▶ _Work to be completed_: In the news text on the fighting between Pakistan and Afghanistan, which country mediated the ceasefire that ended the October border clashes?

▶ _Study text_:
=-=-=

The fighting has been the most severe between the neighbors for years, with Pakistan declaring that it’s in “open war” with Afghanistan.
The conflict has alarmed the international community, particularly as the area is one where other militant organizations, including Al-Qaeda and the Daesh group, still have a presence and have been trying to resurface.
Pakistan accuses Afghanistan’s Taliban government of harboring militant groups that stage attacks against it and also of allying with its archrival India.
Border clashes in October killed dozens of soldiers, civilians and suspected militants until a Qatari-mediated ceasefire ended the intense fighting. But several rounds of peace talks in Turkiye in November failed to produce a lasting agreement, and the two sides have occasionally traded fire since then.
On Sunday, the police headquarters of Parwan province, where Bagram is located, said in a statement that several Pakistani military jets had entered Afghan airspace “and attempted to bomb Bagram Air Base” at around 5 a.m.
The statement said Afghan forces responded with “anti-aircraft and missile defense systems” and had managed to thwart the attack.
There was no immediate response from Pakistan’s military or government regarding Kabul’s claim of attempted airstrikes on Bagram or the ongoing fighting.
Bagram was the United States’ largest military base in Afghanistan. It was taken over by the Taliban as they swept across the country and took control in the wake of the chaotic US withdrawal from the country in 2021. Last year, US President Donald Trump suggested he wanted to reestablish a US presence at the base.
The current fighting began when Afghanistan launched a broad cross-border attack on Thursday night, saying it was in retaliation for Pakistani airstrikes the previous Sunday.
Pakistan had said its airstrike had targeted the outlawed Pakistani Taliban, also known as Tehreek-e-Taliban Pakistan, or TTP. Afghanistan had said only civilians were killed.
The TTP militant group, which is separate but closely allied with Afghanistan’s ruling Taliban, operates inside Pakistan, where it has been blamed for hundreds of deaths in bombings and other attacks over the years.
Pakistan accuses Afghanistan’s Taliban government of providing a safe haven within Afghanistan for the TTP, an accusation that Afghanistan denies.
After Thursday’s Afghan attack, Pakistani Defense Minister Khawaja Mohammad Asif declared that “our patience has now run out. Now it is open war between us.”
In the ongoing fighting, each side claims to have killed hundreds of the other side’s forces — and both governments put their own casualties at drastically lower numbers.
Two Pakistani security officials said that Pakistani ground forces were still in control on Sunday of a key Afghan post and a 32-square-kilometer area in the southern Zhob sector near Kandahar province, after having seized it during fighting Friday. The captured post and surrounding area remain under Pakistani control, they added. The officials spoke on condition of anonymity, because they weren’t authorized to speak publicly.

=-=-=

▶ _Records provided_:
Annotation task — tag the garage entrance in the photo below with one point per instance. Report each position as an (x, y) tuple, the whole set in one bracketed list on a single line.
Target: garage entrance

=-=-=

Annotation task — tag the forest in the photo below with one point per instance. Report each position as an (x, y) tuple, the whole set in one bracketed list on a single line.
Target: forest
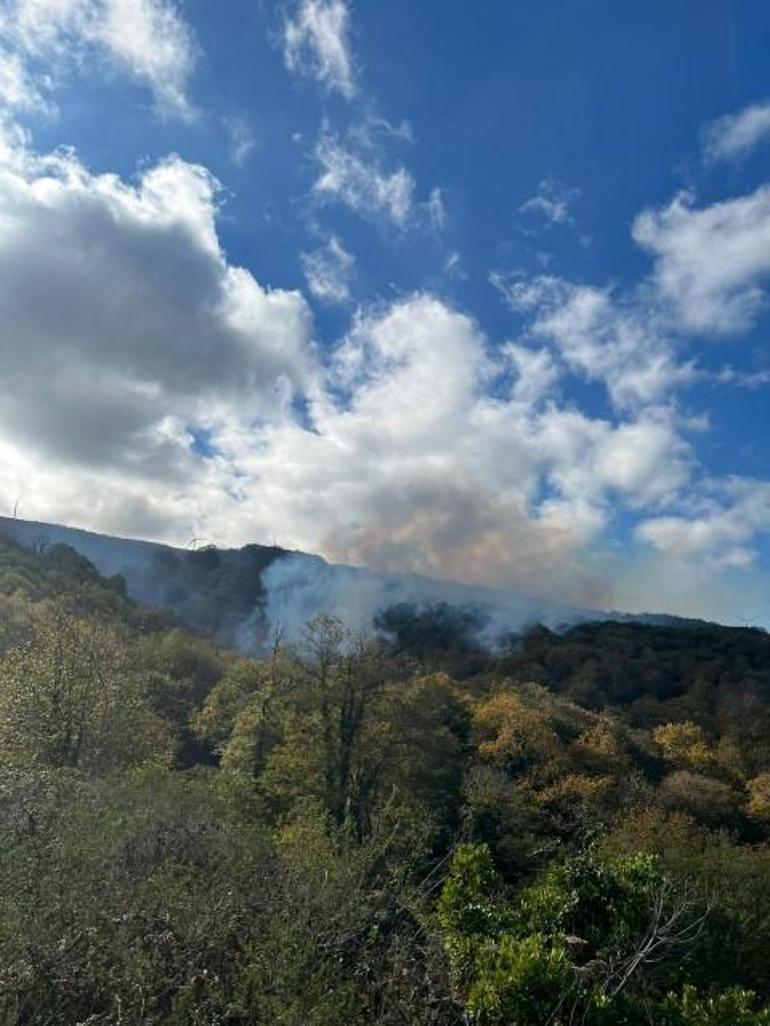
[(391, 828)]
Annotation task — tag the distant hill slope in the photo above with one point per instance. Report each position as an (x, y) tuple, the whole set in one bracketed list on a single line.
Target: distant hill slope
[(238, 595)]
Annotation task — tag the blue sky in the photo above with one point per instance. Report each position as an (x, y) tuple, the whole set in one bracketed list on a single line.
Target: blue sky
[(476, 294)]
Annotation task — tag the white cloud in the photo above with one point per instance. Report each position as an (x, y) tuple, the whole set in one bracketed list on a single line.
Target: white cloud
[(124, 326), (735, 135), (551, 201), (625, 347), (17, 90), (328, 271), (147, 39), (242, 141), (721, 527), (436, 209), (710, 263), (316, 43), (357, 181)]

=-=-=

▶ _Exercise response_: Qatar